■ Goal of the exercise:
The records must be repeated exactly and in their entirety.

■ Dataset entries:
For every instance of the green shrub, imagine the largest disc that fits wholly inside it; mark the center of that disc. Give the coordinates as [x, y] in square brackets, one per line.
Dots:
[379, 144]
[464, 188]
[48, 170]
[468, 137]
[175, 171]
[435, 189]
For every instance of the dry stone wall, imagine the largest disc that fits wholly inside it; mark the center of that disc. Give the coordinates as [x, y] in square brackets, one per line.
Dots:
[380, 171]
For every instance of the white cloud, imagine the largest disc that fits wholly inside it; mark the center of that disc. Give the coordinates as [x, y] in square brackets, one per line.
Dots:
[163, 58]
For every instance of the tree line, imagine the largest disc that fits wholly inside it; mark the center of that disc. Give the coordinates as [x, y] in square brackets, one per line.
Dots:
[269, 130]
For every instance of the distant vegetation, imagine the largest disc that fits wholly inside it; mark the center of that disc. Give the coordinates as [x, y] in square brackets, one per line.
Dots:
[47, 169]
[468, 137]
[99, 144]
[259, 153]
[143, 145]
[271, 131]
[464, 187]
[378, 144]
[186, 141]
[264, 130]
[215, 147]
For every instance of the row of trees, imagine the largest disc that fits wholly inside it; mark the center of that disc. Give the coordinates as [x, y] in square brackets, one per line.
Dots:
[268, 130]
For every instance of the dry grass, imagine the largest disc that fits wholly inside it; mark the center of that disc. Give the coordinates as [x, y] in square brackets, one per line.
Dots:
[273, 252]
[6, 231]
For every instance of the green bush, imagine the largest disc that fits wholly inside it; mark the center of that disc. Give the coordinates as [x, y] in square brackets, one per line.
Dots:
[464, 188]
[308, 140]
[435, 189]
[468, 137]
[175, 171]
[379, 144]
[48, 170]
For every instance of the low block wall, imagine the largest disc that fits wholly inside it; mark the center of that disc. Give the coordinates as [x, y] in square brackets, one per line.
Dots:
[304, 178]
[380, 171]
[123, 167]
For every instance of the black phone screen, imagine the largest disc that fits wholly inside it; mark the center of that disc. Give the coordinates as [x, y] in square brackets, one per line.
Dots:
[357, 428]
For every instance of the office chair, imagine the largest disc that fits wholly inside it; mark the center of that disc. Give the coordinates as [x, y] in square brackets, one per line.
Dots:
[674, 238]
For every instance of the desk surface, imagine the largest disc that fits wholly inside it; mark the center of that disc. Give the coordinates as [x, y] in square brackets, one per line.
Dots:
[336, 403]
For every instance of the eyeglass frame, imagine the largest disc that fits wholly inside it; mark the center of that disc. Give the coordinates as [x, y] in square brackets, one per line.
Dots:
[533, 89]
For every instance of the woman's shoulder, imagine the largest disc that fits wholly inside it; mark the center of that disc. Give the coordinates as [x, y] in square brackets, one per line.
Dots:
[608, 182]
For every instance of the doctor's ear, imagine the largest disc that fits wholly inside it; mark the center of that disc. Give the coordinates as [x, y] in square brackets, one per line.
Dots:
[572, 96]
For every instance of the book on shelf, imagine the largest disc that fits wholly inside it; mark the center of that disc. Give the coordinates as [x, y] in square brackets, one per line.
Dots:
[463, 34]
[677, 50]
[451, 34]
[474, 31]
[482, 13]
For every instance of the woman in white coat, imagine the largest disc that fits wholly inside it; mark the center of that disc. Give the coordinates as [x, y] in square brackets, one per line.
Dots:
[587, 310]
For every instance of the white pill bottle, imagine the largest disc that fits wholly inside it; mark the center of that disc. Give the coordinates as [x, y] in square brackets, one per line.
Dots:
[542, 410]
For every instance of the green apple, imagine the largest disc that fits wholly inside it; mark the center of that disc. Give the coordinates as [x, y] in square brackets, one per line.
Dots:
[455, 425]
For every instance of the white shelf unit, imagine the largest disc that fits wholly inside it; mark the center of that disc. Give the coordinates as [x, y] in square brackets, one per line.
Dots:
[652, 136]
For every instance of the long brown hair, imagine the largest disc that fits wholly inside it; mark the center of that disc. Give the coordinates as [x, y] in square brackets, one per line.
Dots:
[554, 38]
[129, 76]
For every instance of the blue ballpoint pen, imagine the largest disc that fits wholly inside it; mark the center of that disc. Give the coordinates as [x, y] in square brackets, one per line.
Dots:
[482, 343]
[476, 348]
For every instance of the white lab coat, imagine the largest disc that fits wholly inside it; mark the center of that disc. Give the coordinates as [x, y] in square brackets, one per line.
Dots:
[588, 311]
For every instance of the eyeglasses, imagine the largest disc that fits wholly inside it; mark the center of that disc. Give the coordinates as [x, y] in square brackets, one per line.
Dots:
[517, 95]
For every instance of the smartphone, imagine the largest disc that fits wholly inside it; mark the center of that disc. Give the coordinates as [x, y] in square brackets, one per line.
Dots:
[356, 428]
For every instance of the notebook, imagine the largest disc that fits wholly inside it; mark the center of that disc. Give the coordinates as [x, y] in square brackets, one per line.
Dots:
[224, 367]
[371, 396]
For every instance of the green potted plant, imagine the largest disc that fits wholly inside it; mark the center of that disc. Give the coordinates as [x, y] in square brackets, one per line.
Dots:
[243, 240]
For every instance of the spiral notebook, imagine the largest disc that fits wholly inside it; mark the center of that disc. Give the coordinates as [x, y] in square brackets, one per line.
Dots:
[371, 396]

■ Output of the task:
For every instance of the green shrub, imagine the largest disc that fits wholly inside it; mark the center of that disc. Give the coordinates as [x, y] in square brackets, one per line.
Dots:
[379, 144]
[464, 188]
[48, 170]
[468, 137]
[175, 171]
[435, 189]
For every instance of the dry stone wall, imagine the largest disc that fits wholly inside it; mark the center of that disc. Give the coordinates as [x, y] in square brackets, one per line.
Dots:
[380, 171]
For every instance of the white cloud, imagine the largest disc that fits wholly inside it; mark the center of that disc. Give the coordinates as [x, y] in square brackets, one per line.
Dots:
[163, 58]
For every instance of the tree line, imagine the largest disc that fits wholly inside it; mark the center of that disc. Give the coordinates as [x, y] in square brackets, one per line.
Dots:
[269, 130]
For every instance of the distant vegetation, imagine the largest disc that fits wholly inside it; mark the center of that disc. Give the coordinates as [x, y] in square brackets, one per line.
Dots:
[47, 169]
[468, 137]
[99, 144]
[259, 153]
[143, 145]
[271, 131]
[464, 187]
[378, 144]
[186, 141]
[264, 130]
[215, 147]
For every instance of the row of trees, imagine the largest disc that fits wholly inside it; mark the center of that disc. Give the coordinates as [x, y] in square brackets, one per line.
Dots:
[268, 130]
For every instance of the dry grass, imagine the largest disc that fits wholly inside it; mark the center of that disc. Give the coordinates as [x, y] in square brackets, one per line.
Dots:
[273, 252]
[6, 231]
For every instance of the green bush, imagine the largest disc that fits wholly inside it; mark the center of that disc. Give the coordinates as [x, y] in square brackets, one per line.
Dots:
[464, 188]
[308, 140]
[435, 189]
[468, 137]
[175, 171]
[379, 144]
[48, 170]
For every instance of the low block wall, imagine the largest disc that fits wholly inside it; mark the center of that disc. Give the coordinates as [x, y] in square brackets, one per line.
Dots:
[304, 178]
[380, 171]
[123, 167]
For every instance of the black phone screen, imagine the largest disc that fits wholly inside it; mark the center of that disc. Give the coordinates as [x, y] in square brackets, one per line.
Dots:
[357, 428]
For every instance of the office chair, imagine the largest disc that fits wholly inside it; mark the center of that disc. Give the coordinates as [x, y] in square brackets, one per line.
Dots:
[674, 238]
For every instance of the desk surface, imagine the largest disc that fits wholly inside it; mark the center of that disc. Give the coordinates as [x, y] in square brackets, one per line.
Dots:
[336, 403]
For every instance of the eyeglass frame, imagine the largest disc that fits wholly inside it; mark the center of that disc. Give the coordinates as [x, y] in square brackets, one per line.
Dots:
[533, 89]
For every instance of the woman's shoulder, imagine the largest disc that fits wholly inside it; mark the center of that disc. Give the coordinates as [x, y] in square brackets, one per line.
Dots:
[608, 182]
For every instance of the doctor's ear, imagine the largest disc that fits wholly inside it; mark the center of that disc. Give the coordinates as [x, y] in square brackets, one per line.
Dots:
[572, 96]
For every instance of the book on shelf, imagine the largest disc that fits wholly inside it; mark the center of that disc. Give the coordinates as [x, y] in square brackets, one per line.
Dots:
[463, 34]
[677, 50]
[451, 34]
[474, 31]
[482, 13]
For every instance of the woman in white coat, imagine the largest disc that fits wholly inside it; mark the center of that disc. Give the coordinates as [x, y] in square brackets, one per line.
Dots:
[587, 310]
For every instance of the white pill bottle, imagine the largest disc that fits wholly inside it; mark the center of that disc. Give the coordinates as [x, y] in square brackets, one per line.
Dots:
[542, 410]
For every instance of the green apple, imagine the largest disc that fits wholly inside it; mark the center of that disc. Give the coordinates as [x, y] in square brackets, one per line.
Dots:
[455, 425]
For every instance of the white shelf unit, imagine the largest disc that fits wholly inside it; mark the center of that disc. Give the coordinates as [x, y] in square brackets, one per line.
Dots:
[652, 136]
For every instance of the long brown hair, imagine the largest disc that fits wholly inside it; mark the center of that disc. Give the coordinates as [x, y] in square brackets, one per line.
Dots:
[554, 38]
[129, 76]
For every instance of the blue ballpoint pen, imagine the largest disc that fits wholly inside it; mark the center of that disc. Give the coordinates as [x, y] in square brackets, one per line.
Dots:
[482, 343]
[476, 348]
For every instance of the white lab coat, imagine the largest disc that fits wholly inside it; mark the center of that disc. Give the coordinates as [x, y] in square brackets, one per line.
Dots:
[588, 311]
For every instance of the eyeglasses, imagine the largest disc that fits wholly inside it; mark the center of that disc. Give the coordinates as [x, y] in square brackets, one per line.
Dots:
[517, 95]
For every instance of the smartphone, imagine the largest disc that fits wholly inside it; mark the center of that disc. Give the coordinates as [x, y] in square brackets, one per line.
Dots:
[356, 428]
For every instance of the notebook, imagine the largest disc that fits wholly inside it; mark the center of that disc. Give the coordinates as [x, y] in square brackets, one per line.
Dots:
[224, 367]
[371, 396]
For every instance of the green potted plant, imagine the largest disc that fits wholly inside it; mark the center of that disc. Give the coordinates as [x, y] in square brackets, one per line.
Dots:
[243, 240]
For every instance of the spiral notebook, imagine the largest disc that fits wholly inside it; mark the center of that disc. Give the coordinates as [x, y] in square brackets, one per line.
Dots:
[371, 396]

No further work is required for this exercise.